[Complete the following]
1 – Pull from the Java database design post below the passage that starts at the words "I am using myBatis" and stops after "with different columns.". Copy it word for word.
2 – Continue the post below about duplicate query code in a Java web application, starting after its final sentence.

[Reading text]
** START **

Java Design – Creating Better OO Code in Poorly Designed Relational Databases

databasedesignjavaobject-oriented-designweb-development

I am writing a Java web application that consists mainly of a bunch of similar pages in which every page has several tables and a filter that applies to those tables. The data on these tables comes from an SQL database.

I am using myBatis as ORM, which may not be the best choice in my case, since the database is poorly designed and mybatis is a more database oriented tool.

I am finding that I am writing a lot of duplicate code because, due to the database's poor design, I have to write different queries for similar things as those queries can be very different. That is, I cannot easily parametricise the queries. This propagates into my code and instead of populating rows on columns in my table with a simple loop I have code like:

get A Data (p1, …, pi);

get B Data (p1, …, pi);

get C Data (p1, …, pi);

get D Data (p1, …, pi);
…

And this soon explodes when we have different tables with different columns.

** END **

[Record excerpts]
** START **

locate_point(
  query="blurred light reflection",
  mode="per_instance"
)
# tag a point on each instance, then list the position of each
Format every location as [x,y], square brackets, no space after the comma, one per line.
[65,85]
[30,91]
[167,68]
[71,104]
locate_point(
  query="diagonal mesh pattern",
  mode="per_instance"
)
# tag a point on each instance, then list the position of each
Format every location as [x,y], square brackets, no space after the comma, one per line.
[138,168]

** END **
** START **

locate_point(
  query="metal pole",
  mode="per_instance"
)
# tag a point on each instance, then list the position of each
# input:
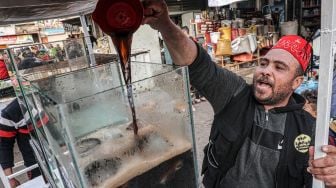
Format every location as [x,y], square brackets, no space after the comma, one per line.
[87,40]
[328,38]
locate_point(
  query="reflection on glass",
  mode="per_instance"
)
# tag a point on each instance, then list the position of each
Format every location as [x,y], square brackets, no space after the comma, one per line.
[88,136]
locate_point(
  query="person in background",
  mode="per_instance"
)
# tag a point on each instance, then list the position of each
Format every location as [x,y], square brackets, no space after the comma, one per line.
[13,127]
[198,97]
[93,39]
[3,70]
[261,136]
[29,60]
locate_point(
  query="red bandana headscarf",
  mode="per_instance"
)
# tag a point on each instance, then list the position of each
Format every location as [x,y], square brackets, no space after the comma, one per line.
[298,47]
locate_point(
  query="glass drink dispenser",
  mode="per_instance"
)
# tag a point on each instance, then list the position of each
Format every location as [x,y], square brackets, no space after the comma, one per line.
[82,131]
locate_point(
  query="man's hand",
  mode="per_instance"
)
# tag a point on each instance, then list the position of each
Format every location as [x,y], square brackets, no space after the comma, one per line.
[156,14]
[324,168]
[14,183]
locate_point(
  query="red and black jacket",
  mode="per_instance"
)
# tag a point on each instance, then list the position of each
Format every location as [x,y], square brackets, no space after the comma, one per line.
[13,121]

** END **
** START **

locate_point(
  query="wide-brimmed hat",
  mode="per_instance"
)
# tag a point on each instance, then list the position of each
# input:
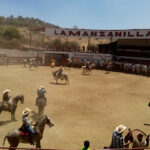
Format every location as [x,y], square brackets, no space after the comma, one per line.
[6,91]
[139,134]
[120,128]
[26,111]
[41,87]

** END **

[Exercise answers]
1 –
I am using myBatis as ORM, which may not be the best choice in my case, since the database is poorly designed and mybatis is a more database oriented tool.

I am finding that I am writing a lot of duplicate code because, due to the database's poor design, I have to write different queries for similar things as those queries can be very different. That is, I cannot easily parametricise the queries. This propagates into my code and instead of populating rows on columns in my table with a simple loop I have code like:

get A Data (p1, …, pi);

get B Data (p1, …, pi);

get C Data (p1, …, pi);

get D Data (p1, …, pi);
…

And this soon explodes when we have different tables with different columns.

2 –
It also adds to the complexity the fact that I'm using "wicket", which is, in effect a mapping of objects to html elements in the page. So my Java code becomes an adapter between the database and the front end, which has me creating a lot of wiring, boilerplate code with some logic intermingled in it.

Would the correct solution be wrapping the ORM mappers with an extralayer that presents a more homogeneous interface to the db or is there a better way to deal with this spaghetti code I'm writing?

EDIT: More info about the database

The database holds mainly phone calls information. The poor design consists of:

Tables with an artificial ID as primary key that has nothing to do with the domain knowledge.

No unique, triggers, checks or foreign keys whatsoever.

Fields with a generic name that match different concepts for different records.

Records that can be categorised only by crossing with other tables with different conditions.

Columns which should be numbers or dates stored as strings.

To sum it up, a messy / lazy design all around.

Best Answer

Object orientation is valuable specifically because these types of scenarios arise, and it gives you tools to reasonably design abstractions that allow you to encapsulate complexity.

The real question here is, where do you encapsulate that complexity?

So let me step back a moment and speak to what 'complexity' I'm referring to here. Your problem (as I understand it; correct me if I'm wrong) is a persistence model which is not an effectively usable model for the tasks you need to complete with the data. It may be effective and usable for other tasks, but not for your tasks.

So what do we do when we have data that does not present a good model for our means?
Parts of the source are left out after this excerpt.